* Start MATERIAL FOR THIS TASK *

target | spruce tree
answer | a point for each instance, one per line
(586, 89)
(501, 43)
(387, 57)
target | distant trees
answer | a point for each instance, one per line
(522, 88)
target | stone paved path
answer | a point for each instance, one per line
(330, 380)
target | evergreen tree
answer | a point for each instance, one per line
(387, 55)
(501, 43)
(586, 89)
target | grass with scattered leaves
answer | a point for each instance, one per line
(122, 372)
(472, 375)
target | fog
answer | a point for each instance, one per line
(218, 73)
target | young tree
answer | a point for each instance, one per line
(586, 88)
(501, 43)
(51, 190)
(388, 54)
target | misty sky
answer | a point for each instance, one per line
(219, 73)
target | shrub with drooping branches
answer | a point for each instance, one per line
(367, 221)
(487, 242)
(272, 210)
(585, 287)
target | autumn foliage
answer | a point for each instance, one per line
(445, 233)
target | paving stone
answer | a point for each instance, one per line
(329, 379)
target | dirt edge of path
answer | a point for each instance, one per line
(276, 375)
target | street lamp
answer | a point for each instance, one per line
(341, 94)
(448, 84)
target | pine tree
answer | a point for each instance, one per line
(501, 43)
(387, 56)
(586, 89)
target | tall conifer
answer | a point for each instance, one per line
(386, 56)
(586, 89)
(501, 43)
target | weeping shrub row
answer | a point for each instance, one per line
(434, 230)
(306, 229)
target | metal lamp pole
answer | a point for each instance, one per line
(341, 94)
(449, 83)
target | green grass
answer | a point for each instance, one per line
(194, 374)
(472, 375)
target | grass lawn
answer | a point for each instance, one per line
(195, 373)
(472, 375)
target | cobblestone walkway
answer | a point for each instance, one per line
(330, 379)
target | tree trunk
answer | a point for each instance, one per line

* End MATERIAL FOR THIS TASK *

GIVEN REQUEST —
Give back the lines word for word, starting with the line that contains "target | street lamp" and going on through the last line of the items.

RESULT BELOW —
target | street lamp
answer | a point for each instance, one per line
(341, 94)
(448, 84)
target | pine tree
answer | a point for each instance, one per line
(501, 43)
(387, 56)
(586, 89)
target | tall conifer
answer | a point for each instance, one per line
(386, 56)
(586, 89)
(501, 43)
target | weeping shrub row
answer | a point for each instance, one per line
(434, 230)
(306, 229)
target | metal lamp pole
answer | a point for each instance, one per line
(341, 94)
(449, 83)
target | green grass
answer | a point for each instance, one per line
(194, 374)
(472, 375)
target | grass lawn
answer | a point for each instance, one per line
(195, 373)
(472, 375)
target | cobblestone walkway
answer | a point for each instance, one per line
(330, 379)
target | tree trunk
answer | a point for each instance, one per line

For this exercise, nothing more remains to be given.